Here is what I have so far.

library(RODBC)

# connect to database 
dbhandle = odbcDriverConnect('driver={SQL Server};server=SERVER_NAME;database=DATABASE_NAME;trusted_connection=true')

sampledata <- sqlQuery(dbhandle, "select * from [SERVER].[dbo].[TABLE]")

# Close the connection
close(dbhandle) 

# Create a Date vector containing the 1st of all the subsequent months and subtract 1 day 
# date.end.month <- seq(as.Date("2012-02-01"),length=4,by="months")-1

ASOFDATE <- seq(as.Date("2016-02-01"),length=12,by="months")-1

Somehow in here I think I need to loop through the DataFrame, but I’m not sure how to do it.

for (i in sampledata) {
  do some kind of filter by ASAOFDATE

write.csv(sampledata, paste0("C:/Users/RSMITH/Desktop/test/", ASOFDATE, ".csv"), row.names = FALSE) 

}

So, for instance, I use this to fetch data from the table.

dataset <- sqlFetch(dbhandle, "DATA")

The data set has these fields: N_ID,SEQ_NO,REPORT_PERIOD_END,CONTACT_ID,CONSOL_KEY,CUSTOMER_NAME,COMPANY_CODE,SECTOR,OFFICER,ASOFDATE,COMPANY,REPORT_LINE

I create a list of month end dates that I want to 'filter' for: ASOFDATE <- seq(as.Date("2016-02-01"),length=12,by="months")-1

Then, 'filter' records in the table, based on ASOFDATE, and save each chunk as a CSV, with the date in the file name.

I'm 100% sure this is possible, but I just don't know how to cut up the data into chunks and save each chunk.

• **TASKS AND EXERCISES**:
a: Which R package does the R forum post load at the start of its code?
b: Quote every line in the R forum post's code that begins with the # character.
c: Continue the R forum post from the point where it ends.
The listing that follows has no connection to the R forum post above.

• **SUPPLIED DATA**:
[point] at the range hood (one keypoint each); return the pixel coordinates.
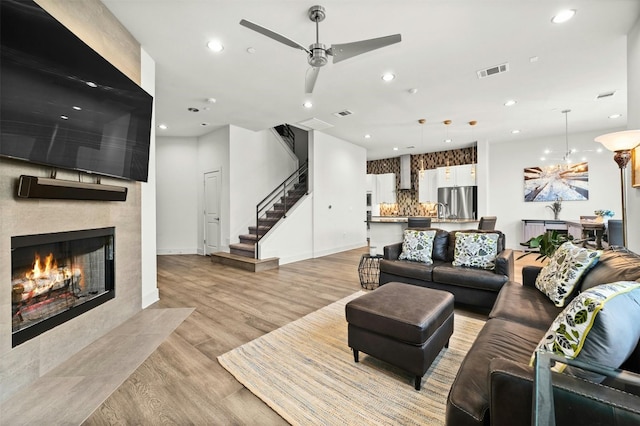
(405, 172)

• **PER-TASK ANSWERS**:
a: RODBC

b:
# connect to database
# Close the connection
# Create a Date vector containing the 1st of all the subsequent months and subtract 1 day
# date.end.month <- seq(as.Date("2012-02-01"),length=4,by="months")-1

c:
ASH
  • 20,759
  • 19
  • 87
  • 200
  • So you want all records before each ASOFDATE in separate csv files? Or do you want them to contain all records between two ASOFDATEs? – Ian Wesley May 25 '17 at 21:50
  • In any case, you should supply some part of your data to illustrate the problem. See this post on how to do it: https://stackoverflow.com/questions/5963269/how-to-make-a-great-r-reproducible-example – Thomas K May 25 '17 at 21:56

1 Answers1

1

You can make use of the tidyverse here. First you create a vector of paths where you will save your files to. Then you split your data into a list, according to ASOFDATE, and walk along this list, saving the elements of the list along the way.

library(tidyverse)

paths <- paste0("Desktop/", sampledata$ASOFDATE, ".csv")

sampledata %>% 
  split(.$ASOFDATE) %>% 
  walk2(., paths, ~write_csv(.x, .y))

Data

sampledata <- data_frame(
  ASOFDATE = seq(from = as.Date("2017-05-01"), as.Date("2017-05-05"), "days"),
  var1 = 1:5,
  var2 = 1:5
)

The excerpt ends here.